### EXTRAIT À LIRE
▼▼▼
Toutes les bonnes choses ont une fin, et Noah Hawley avait prévu sa fin dès le départ. Legion a été pensée comme une série en trois saisons, voici donc la dernière avec huit épisodes seulement, mais pas moins de complexité qu’avant. Puisqu’il s’agit d’une conclusion, on a quelques explications de plus et le premier lien direct avec la saga des X-Men est établi in extremis. Mais ce n’est évidemment pas le sujet et l’intrigue se concentre toujours sur le combat entre David et Farouk, après une fin explosive dans la saison 2. Legion pousse le concept de l’anti-héros très loin, tout en introduisant une bonne dose de voyage temporel pour embrouiller encore un petit peu plus les spectateurs… un délice !
▲▲▲
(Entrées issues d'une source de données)
▼▼▼
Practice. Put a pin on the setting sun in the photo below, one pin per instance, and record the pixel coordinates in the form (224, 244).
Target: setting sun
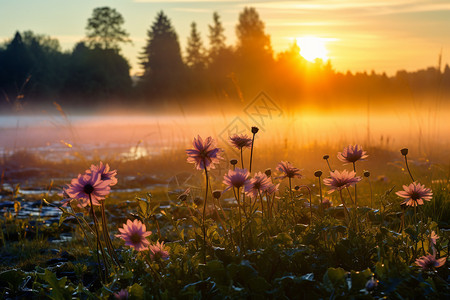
(312, 48)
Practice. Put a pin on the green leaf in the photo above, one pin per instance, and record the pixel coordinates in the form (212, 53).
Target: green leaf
(58, 286)
(137, 291)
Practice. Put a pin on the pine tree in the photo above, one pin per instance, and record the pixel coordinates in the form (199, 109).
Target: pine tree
(195, 51)
(216, 36)
(161, 59)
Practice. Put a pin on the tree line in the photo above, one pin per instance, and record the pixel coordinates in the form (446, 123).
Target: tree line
(34, 69)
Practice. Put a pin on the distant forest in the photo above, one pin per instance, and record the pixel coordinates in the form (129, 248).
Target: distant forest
(35, 71)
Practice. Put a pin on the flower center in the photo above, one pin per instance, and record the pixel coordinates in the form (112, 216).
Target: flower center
(88, 188)
(135, 238)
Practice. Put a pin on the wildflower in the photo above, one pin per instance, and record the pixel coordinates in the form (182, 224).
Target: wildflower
(414, 194)
(351, 154)
(134, 234)
(371, 284)
(236, 178)
(122, 295)
(105, 173)
(205, 154)
(272, 188)
(259, 183)
(429, 262)
(217, 194)
(241, 141)
(433, 237)
(88, 185)
(339, 180)
(289, 170)
(159, 251)
(326, 203)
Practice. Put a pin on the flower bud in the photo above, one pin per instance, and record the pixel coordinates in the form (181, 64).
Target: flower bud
(198, 201)
(371, 284)
(182, 197)
(217, 194)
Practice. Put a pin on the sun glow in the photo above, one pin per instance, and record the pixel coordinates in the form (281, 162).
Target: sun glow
(312, 48)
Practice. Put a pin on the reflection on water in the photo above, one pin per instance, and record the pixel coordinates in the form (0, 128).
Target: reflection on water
(134, 137)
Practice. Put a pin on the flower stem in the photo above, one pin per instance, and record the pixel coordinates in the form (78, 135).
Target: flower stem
(251, 153)
(99, 245)
(407, 167)
(204, 216)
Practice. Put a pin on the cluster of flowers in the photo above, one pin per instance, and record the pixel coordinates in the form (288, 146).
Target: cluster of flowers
(92, 187)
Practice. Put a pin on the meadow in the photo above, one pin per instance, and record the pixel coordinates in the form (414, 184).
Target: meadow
(299, 208)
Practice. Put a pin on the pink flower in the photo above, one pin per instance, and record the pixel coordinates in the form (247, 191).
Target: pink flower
(351, 154)
(339, 180)
(288, 170)
(134, 234)
(89, 184)
(414, 194)
(273, 188)
(241, 141)
(159, 251)
(205, 154)
(122, 295)
(429, 262)
(433, 237)
(258, 184)
(236, 178)
(105, 172)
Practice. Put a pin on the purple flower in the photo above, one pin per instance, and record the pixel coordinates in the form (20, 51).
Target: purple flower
(429, 262)
(288, 170)
(414, 194)
(339, 180)
(258, 184)
(205, 154)
(241, 141)
(134, 234)
(236, 178)
(159, 251)
(351, 154)
(122, 295)
(89, 184)
(105, 172)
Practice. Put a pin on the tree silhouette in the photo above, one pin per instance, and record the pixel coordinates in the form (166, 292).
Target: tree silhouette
(252, 39)
(104, 29)
(216, 36)
(161, 60)
(195, 58)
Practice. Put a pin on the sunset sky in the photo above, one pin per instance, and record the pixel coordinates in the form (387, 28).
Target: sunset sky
(359, 35)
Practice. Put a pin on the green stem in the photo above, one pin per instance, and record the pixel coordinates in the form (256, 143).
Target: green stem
(204, 216)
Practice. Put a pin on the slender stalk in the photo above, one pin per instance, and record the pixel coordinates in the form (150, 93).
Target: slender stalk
(236, 195)
(320, 191)
(292, 198)
(347, 214)
(407, 167)
(356, 197)
(107, 237)
(204, 216)
(251, 153)
(98, 240)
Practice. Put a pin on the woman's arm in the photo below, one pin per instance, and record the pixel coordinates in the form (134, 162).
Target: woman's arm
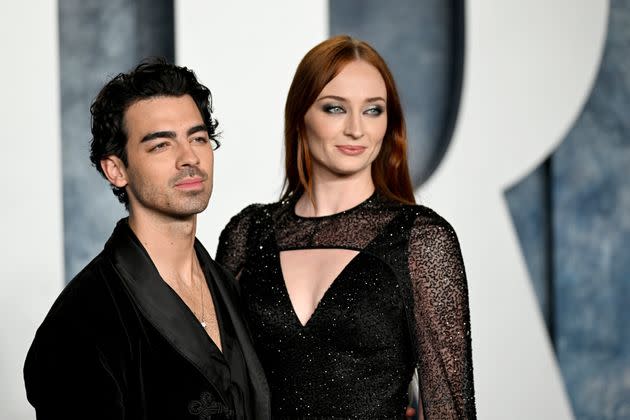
(442, 320)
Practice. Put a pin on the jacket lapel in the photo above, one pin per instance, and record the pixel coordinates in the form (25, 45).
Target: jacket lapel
(228, 295)
(161, 306)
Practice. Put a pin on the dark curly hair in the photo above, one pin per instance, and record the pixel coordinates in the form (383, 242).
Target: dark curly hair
(153, 77)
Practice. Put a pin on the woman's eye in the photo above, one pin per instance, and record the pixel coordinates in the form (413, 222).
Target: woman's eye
(333, 109)
(374, 110)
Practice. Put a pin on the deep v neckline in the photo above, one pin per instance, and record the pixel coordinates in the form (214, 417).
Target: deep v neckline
(325, 297)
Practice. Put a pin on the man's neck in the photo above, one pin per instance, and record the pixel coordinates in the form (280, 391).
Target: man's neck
(170, 244)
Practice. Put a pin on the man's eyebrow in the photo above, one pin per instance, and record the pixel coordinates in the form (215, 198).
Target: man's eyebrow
(197, 129)
(171, 134)
(158, 135)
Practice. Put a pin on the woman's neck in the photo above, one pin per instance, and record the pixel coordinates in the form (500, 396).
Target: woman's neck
(334, 195)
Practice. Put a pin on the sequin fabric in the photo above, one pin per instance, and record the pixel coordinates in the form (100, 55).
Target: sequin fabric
(401, 303)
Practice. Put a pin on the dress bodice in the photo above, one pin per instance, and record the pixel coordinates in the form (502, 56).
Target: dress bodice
(400, 302)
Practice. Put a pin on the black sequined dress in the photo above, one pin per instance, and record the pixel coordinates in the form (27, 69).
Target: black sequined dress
(401, 302)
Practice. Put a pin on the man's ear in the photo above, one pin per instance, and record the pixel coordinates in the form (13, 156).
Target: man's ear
(115, 171)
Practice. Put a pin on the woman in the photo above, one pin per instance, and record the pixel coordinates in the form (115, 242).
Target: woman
(347, 284)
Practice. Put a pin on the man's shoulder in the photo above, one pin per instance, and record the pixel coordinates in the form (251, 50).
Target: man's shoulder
(87, 294)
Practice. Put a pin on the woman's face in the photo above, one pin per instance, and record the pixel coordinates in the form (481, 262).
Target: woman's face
(346, 123)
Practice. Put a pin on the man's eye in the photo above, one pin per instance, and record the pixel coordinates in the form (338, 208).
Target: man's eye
(158, 146)
(333, 109)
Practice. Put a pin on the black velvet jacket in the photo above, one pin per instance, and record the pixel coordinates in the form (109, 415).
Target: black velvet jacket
(119, 343)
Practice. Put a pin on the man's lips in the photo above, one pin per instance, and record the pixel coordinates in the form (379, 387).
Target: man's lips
(190, 183)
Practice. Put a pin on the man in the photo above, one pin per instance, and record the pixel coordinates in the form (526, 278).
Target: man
(150, 329)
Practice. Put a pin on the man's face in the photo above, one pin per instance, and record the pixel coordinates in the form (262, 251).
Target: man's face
(170, 158)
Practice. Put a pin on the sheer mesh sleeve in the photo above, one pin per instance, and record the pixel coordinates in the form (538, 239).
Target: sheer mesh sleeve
(232, 248)
(442, 320)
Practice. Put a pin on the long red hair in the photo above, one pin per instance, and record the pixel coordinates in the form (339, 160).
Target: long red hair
(390, 172)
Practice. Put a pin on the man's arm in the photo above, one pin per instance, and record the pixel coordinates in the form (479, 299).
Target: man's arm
(67, 377)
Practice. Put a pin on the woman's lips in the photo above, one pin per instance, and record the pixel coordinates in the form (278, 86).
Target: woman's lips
(351, 150)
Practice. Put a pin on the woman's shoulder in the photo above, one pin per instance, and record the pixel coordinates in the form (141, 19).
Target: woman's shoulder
(255, 212)
(424, 218)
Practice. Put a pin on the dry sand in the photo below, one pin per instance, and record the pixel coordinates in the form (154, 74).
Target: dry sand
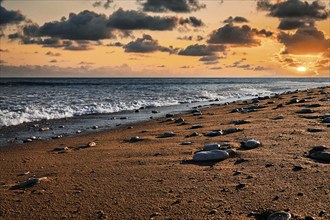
(155, 178)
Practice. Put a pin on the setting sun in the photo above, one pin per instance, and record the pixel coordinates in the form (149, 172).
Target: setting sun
(301, 69)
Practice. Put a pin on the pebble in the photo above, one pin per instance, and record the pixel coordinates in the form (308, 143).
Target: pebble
(279, 216)
(213, 133)
(250, 144)
(210, 155)
(208, 147)
(305, 111)
(167, 134)
(44, 129)
(134, 139)
(315, 130)
(240, 122)
(326, 120)
(231, 130)
(179, 120)
(28, 183)
(320, 153)
(91, 144)
(196, 126)
(193, 134)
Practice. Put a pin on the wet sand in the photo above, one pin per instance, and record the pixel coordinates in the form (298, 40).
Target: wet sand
(156, 177)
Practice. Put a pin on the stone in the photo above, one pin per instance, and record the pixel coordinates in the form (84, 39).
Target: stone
(193, 134)
(305, 111)
(44, 129)
(326, 120)
(167, 134)
(213, 133)
(28, 183)
(134, 139)
(231, 130)
(212, 155)
(321, 153)
(196, 126)
(208, 147)
(239, 122)
(279, 216)
(91, 144)
(179, 120)
(251, 144)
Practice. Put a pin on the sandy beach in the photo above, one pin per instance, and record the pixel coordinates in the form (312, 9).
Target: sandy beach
(156, 178)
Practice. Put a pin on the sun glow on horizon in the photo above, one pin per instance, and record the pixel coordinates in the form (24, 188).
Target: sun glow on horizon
(301, 69)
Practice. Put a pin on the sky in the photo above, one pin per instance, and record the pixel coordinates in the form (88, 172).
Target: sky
(164, 38)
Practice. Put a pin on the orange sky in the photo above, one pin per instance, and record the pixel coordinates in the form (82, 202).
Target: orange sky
(299, 52)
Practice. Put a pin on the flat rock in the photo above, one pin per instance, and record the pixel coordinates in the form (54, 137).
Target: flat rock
(167, 134)
(208, 147)
(250, 144)
(305, 111)
(196, 126)
(239, 122)
(193, 134)
(134, 139)
(279, 216)
(320, 153)
(213, 133)
(212, 155)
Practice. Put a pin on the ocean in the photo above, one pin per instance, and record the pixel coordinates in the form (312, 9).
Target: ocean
(88, 101)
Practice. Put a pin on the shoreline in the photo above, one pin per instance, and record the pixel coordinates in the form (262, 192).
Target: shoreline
(156, 177)
(69, 127)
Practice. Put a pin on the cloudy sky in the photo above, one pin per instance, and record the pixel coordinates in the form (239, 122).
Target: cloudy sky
(164, 38)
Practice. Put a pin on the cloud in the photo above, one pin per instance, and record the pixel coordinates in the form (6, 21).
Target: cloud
(295, 9)
(236, 35)
(86, 25)
(146, 44)
(304, 40)
(136, 20)
(291, 24)
(294, 14)
(49, 53)
(201, 50)
(182, 6)
(236, 19)
(10, 17)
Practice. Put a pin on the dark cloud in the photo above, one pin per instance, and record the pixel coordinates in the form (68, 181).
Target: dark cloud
(10, 17)
(105, 4)
(244, 35)
(86, 25)
(136, 20)
(304, 40)
(116, 44)
(172, 5)
(190, 38)
(291, 24)
(201, 50)
(294, 14)
(146, 44)
(52, 54)
(295, 9)
(195, 22)
(236, 19)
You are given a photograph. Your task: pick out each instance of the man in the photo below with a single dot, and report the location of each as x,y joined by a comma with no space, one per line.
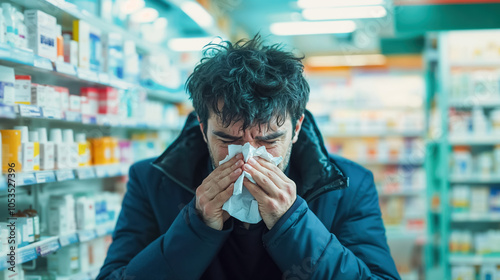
320,213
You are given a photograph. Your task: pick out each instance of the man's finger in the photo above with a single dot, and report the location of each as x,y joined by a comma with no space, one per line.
216,187
223,196
265,182
255,190
266,164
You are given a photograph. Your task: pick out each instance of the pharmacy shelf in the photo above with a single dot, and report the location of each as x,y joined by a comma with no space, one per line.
50,244
60,73
382,193
474,103
41,177
475,63
389,161
333,133
3,183
51,114
474,140
460,179
471,259
400,232
473,217
66,13
86,275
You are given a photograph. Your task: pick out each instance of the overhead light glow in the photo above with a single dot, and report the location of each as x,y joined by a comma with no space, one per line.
344,13
346,60
317,27
144,15
191,44
196,12
306,4
130,6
▲▲▲
### PARTIES DE L'EXERCICE
a. Recopiez le passage de l'extrait sur la série Legion qui commence par « Toutes les bonnes » et se poursuit jusqu'à « spectateurs… un délice ! ».
b. Selon l'extrait sur la série Legion, combien d'épisodes compte la dernière saison ?

### RÉSULTATS
a.
Toutes les bonnes choses ont une fin, et Noah Hawley avait prévu sa fin dès le départ. Legion a été pensée comme une série en trois saisons, voici donc la dernière avec huit épisodes seulement, mais pas moins de complexité qu’avant. Puisqu’il s’agit d’une conclusion, on a quelques explications de plus et le premier lien direct avec la saga des X-Men est établi in extremis. Mais ce n’est évidemment pas le sujet et l’intrigue se concentre toujours sur le combat entre David et Farouk, après une fin explosive dans la saison 2. Legion pousse le concept de l’anti-héros très loin, tout en introduisant une bonne dose de voyage temporel pour embrouiller encore un petit peu plus les spectateurs… un délice !

b. La dernière saison compte seulement huit épisodes.